### WHAT YOU ARE ASKED TO DO
The answer is all of the data, repeated exactly.

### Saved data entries
※ ※ ※
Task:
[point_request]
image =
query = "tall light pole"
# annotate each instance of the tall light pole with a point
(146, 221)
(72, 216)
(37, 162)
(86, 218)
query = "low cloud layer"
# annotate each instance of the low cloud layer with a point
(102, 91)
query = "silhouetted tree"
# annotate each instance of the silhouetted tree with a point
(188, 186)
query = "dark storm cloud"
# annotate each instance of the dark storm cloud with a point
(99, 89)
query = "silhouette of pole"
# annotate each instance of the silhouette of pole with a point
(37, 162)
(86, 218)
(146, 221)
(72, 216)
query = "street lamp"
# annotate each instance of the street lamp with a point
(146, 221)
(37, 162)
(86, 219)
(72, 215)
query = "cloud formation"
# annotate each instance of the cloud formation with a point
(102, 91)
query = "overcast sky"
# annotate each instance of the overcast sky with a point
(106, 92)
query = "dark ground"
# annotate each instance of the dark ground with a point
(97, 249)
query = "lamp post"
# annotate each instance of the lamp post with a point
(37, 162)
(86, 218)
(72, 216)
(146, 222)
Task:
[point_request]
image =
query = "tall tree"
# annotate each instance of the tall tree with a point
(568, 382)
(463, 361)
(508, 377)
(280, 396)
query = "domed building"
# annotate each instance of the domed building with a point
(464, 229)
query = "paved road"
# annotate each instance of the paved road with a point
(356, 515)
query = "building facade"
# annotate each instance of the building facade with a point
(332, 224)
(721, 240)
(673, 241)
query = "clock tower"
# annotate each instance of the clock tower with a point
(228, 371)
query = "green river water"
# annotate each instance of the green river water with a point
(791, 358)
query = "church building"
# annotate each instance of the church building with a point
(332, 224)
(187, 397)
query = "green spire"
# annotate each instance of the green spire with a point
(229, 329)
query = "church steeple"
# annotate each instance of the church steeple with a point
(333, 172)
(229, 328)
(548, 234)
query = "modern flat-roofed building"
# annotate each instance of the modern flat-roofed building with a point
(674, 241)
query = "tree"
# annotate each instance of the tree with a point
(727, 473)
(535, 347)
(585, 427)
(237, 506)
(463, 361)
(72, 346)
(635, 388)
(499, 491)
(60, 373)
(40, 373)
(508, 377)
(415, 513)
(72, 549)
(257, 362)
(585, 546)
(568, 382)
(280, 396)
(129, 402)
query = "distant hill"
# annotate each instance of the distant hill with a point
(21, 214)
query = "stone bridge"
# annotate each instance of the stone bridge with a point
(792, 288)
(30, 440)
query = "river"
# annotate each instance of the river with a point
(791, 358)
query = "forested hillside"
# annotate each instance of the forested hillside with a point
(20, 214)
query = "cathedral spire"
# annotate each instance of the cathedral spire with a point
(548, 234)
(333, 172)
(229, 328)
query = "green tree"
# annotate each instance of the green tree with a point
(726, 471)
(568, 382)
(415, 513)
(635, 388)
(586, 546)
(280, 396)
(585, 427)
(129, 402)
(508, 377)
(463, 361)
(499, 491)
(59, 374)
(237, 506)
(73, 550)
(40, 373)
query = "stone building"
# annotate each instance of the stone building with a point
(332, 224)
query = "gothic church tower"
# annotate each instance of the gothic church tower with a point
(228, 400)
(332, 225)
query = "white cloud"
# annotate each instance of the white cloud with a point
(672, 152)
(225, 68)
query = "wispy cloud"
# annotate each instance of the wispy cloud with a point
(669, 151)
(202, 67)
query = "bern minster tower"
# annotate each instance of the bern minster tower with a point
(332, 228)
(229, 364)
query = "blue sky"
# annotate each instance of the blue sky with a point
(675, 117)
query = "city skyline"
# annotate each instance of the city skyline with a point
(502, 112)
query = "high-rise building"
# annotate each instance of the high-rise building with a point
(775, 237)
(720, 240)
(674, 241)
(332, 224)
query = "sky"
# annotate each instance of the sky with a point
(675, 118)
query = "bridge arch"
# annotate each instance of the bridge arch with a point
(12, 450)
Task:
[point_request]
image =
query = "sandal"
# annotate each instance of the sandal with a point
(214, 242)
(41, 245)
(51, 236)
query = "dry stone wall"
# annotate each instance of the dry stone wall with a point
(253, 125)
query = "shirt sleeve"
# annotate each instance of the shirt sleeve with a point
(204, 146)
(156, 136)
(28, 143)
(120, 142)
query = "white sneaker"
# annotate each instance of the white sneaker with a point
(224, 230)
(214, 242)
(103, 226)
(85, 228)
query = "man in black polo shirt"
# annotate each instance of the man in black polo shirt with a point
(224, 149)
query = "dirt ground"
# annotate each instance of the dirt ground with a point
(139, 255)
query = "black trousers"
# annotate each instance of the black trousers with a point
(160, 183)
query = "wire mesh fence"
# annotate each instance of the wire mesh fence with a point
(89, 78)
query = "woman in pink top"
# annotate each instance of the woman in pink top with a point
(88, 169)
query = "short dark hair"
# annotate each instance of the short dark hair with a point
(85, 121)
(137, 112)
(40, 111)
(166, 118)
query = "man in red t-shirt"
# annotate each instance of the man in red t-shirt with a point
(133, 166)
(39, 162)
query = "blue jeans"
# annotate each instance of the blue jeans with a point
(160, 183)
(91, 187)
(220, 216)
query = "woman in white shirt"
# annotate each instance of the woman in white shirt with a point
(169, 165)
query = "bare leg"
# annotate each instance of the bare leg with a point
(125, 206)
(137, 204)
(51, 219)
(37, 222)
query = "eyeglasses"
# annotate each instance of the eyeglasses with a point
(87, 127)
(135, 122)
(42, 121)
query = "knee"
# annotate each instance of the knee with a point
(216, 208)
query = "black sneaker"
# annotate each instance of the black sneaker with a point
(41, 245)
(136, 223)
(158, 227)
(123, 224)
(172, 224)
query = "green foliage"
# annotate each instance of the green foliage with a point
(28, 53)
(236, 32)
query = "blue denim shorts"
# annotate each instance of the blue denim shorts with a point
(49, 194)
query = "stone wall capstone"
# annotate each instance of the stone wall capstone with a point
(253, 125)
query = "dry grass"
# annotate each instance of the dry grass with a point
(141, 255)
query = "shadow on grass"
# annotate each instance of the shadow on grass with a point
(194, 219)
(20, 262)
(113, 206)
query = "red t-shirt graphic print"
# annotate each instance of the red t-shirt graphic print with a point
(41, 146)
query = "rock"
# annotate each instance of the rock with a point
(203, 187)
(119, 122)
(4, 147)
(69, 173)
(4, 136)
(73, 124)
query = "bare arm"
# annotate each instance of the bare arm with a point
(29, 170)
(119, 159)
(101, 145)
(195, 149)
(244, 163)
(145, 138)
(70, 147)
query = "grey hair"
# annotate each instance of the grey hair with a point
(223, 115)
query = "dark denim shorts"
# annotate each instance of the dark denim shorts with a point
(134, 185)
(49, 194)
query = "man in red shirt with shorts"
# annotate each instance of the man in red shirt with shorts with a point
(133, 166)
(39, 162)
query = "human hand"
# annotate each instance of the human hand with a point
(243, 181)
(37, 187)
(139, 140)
※ ※ ※
### RESULT OF THIS TASK
Task:
[point_request]
image =
query = "tall light pole"
# annotate each instance of the tall light pole with a point
(146, 221)
(72, 216)
(37, 162)
(86, 218)
query = "low cloud layer"
# annotate each instance of the low cloud layer with a point
(102, 91)
query = "silhouetted tree"
# annotate each instance of the silhouetted tree with a point
(188, 186)
query = "dark storm cloud"
# annotate each instance of the dark storm cloud with a point
(99, 89)
query = "silhouette of pole"
# annotate each instance of the silhouette of pole with a point
(37, 162)
(86, 218)
(146, 221)
(72, 216)
query = "street lamp"
# annotate each instance of the street lamp with a point
(146, 221)
(37, 162)
(86, 219)
(72, 215)
query = "cloud formation"
# annotate each instance of the cloud formation with a point
(102, 91)
query = "overcast sky"
# annotate each instance of the overcast sky with a point
(106, 92)
query = "dark ground"
# annotate each instance of the dark ground with a point
(97, 249)
query = "lamp post"
# annotate each instance of the lamp post with a point
(37, 162)
(86, 218)
(72, 216)
(146, 222)
Task:
[point_request]
image =
query = "tall tree"
# annotate each instance of the tall tree with a point
(568, 382)
(463, 361)
(508, 377)
(280, 396)
query = "domed building"
# annotate each instance of the domed building with a point
(464, 229)
query = "paved road"
# annotate each instance of the paved road with a point
(356, 515)
query = "building facade"
# annotate each instance of the building facade with a point
(332, 224)
(721, 240)
(673, 241)
query = "clock tower"
# annotate each instance of the clock tower with a point
(228, 371)
query = "green river water"
# annotate each instance of the green river water with a point
(791, 358)
query = "church building"
# annotate each instance of the church building with a point
(332, 224)
(187, 397)
query = "green spire"
# annotate each instance of the green spire with a point
(229, 329)
query = "church steeple"
# annotate each instance of the church steeple with a point
(333, 172)
(229, 328)
(548, 234)
query = "modern flat-roofed building"
# annotate each instance of the modern flat-roofed building with a point
(674, 241)
query = "tree"
# annotate each instance of the tree with a point
(727, 473)
(535, 347)
(585, 427)
(237, 506)
(463, 361)
(72, 346)
(635, 388)
(499, 491)
(60, 373)
(40, 373)
(508, 377)
(415, 513)
(72, 549)
(257, 362)
(585, 546)
(568, 382)
(280, 396)
(129, 402)
query = "distant hill"
# annotate each instance of the distant hill with a point
(21, 214)
query = "stone bridge"
# annotate each instance of the stone bridge with a point
(792, 288)
(30, 440)
query = "river"
# annotate each instance of the river with a point
(791, 358)
query = "forested hillside"
# annotate each instance of the forested hillside with a point
(20, 214)
query = "cathedral spire"
# annotate each instance of the cathedral spire with a point
(548, 234)
(333, 172)
(229, 328)
query = "green tree"
# annotate each instance of the green tree with a point
(726, 471)
(568, 382)
(415, 513)
(635, 388)
(586, 546)
(280, 396)
(585, 427)
(129, 402)
(508, 377)
(463, 361)
(499, 491)
(59, 374)
(237, 506)
(73, 550)
(40, 373)
query = "stone building"
# annotate each instance of the stone building with a point
(332, 224)
query = "gothic church tower"
# annotate each instance of the gothic church tower with a point
(228, 400)
(332, 225)
query = "white cloud"
# annotate each instance of the white cloud with a point
(672, 152)
(225, 68)
query = "wispy cloud"
# annotate each instance of the wispy cloud with a point
(669, 151)
(202, 67)
query = "bern minster tower"
# annotate each instance of the bern minster tower with a point
(332, 228)
(229, 364)
query = "blue sky"
# annotate each instance of the blue sky with a point
(675, 117)
query = "city skyline"
# annotate each instance of the city skyline with a point
(502, 112)
query = "high-rise building"
# annotate each instance of the high-rise building with a point
(775, 237)
(720, 240)
(674, 241)
(332, 224)
query = "sky"
# annotate each instance of the sky with a point
(675, 118)
query = "bridge arch"
# annotate each instance of the bridge arch with a point
(12, 450)
Task:
[point_request]
image =
query = "sandal"
# annotate each instance of the sandal with a point
(214, 242)
(41, 245)
(51, 236)
query = "dry stone wall"
# annotate each instance of the dry stone wall with a point
(253, 125)
query = "shirt sleeve"
# annotate each instance of the shirt sleeve with a point
(204, 146)
(156, 136)
(28, 143)
(120, 142)
query = "white sneaker"
# annotate each instance of the white sneaker with a point
(224, 230)
(214, 242)
(103, 226)
(85, 228)
query = "man in black polo shirt"
# annotate each instance of the man in black polo shirt with a point
(224, 149)
query = "dirt ground"
# annotate each instance of the dirt ground with a point
(139, 255)
query = "black trousers"
# annotate each instance of the black trousers with a point
(160, 183)
query = "wire mesh fence"
# annotate each instance of the wire mesh fence with a point
(89, 78)
query = "woman in pink top"
# annotate each instance of the woman in pink top with a point
(88, 169)
query = "short dark hair"
# annotate each instance of the short dark hair with a point
(85, 121)
(137, 112)
(40, 111)
(166, 118)
query = "man in red t-shirt"
# annotate each instance of the man in red t-shirt with a point
(133, 166)
(39, 162)
query = "blue jeans"
# annotate each instance of the blue jeans with a point
(160, 183)
(91, 187)
(220, 216)
query = "woman in white shirt"
# annotate each instance of the woman in white shirt with a point
(169, 165)
query = "bare leg"
# annotate each instance of the bare leg with a point
(125, 206)
(137, 204)
(51, 219)
(37, 222)
query = "eyeglasses"
# annotate each instance of the eyeglasses with a point
(87, 127)
(135, 122)
(42, 121)
query = "knee"
# annotate each instance of the knee with a point
(216, 208)
query = "black sneaker"
# annotate each instance of the black sneaker with a point
(41, 245)
(136, 223)
(158, 227)
(123, 224)
(172, 224)
query = "green foliage"
# annotate each instance of the green foliage with a point
(28, 53)
(236, 32)
query = "blue denim shorts"
# annotate each instance of the blue denim shorts with a point
(49, 194)
query = "stone wall capstone"
# annotate each instance of the stone wall capstone with a point
(253, 125)
query = "dry grass"
# annotate each instance of the dry grass with a point
(141, 255)
query = "shadow on grass"
# annotate each instance of the shadow on grass with a point
(194, 219)
(20, 262)
(113, 206)
query = "red t-shirt graphic print"
# annotate each instance of the red t-shirt graphic print with a point
(41, 146)
query = "rock"
# annotate each instance of the rock with a point
(203, 187)
(119, 122)
(4, 147)
(69, 173)
(4, 136)
(73, 124)
query = "bare arm"
# annotate each instance of the bare arm with a point
(29, 170)
(119, 159)
(101, 145)
(195, 149)
(244, 163)
(145, 138)
(70, 147)
query = "grey hair"
# annotate each instance of the grey hair with a point
(223, 115)
query = "dark denim shorts"
# annotate each instance of the dark denim shorts with a point
(134, 185)
(49, 194)
query = "man in red shirt with shorts"
# annotate each instance of the man in red shirt with shorts with a point
(133, 166)
(39, 162)
query = "human hand"
# annotate each instance of the human hand with a point
(243, 181)
(37, 187)
(139, 140)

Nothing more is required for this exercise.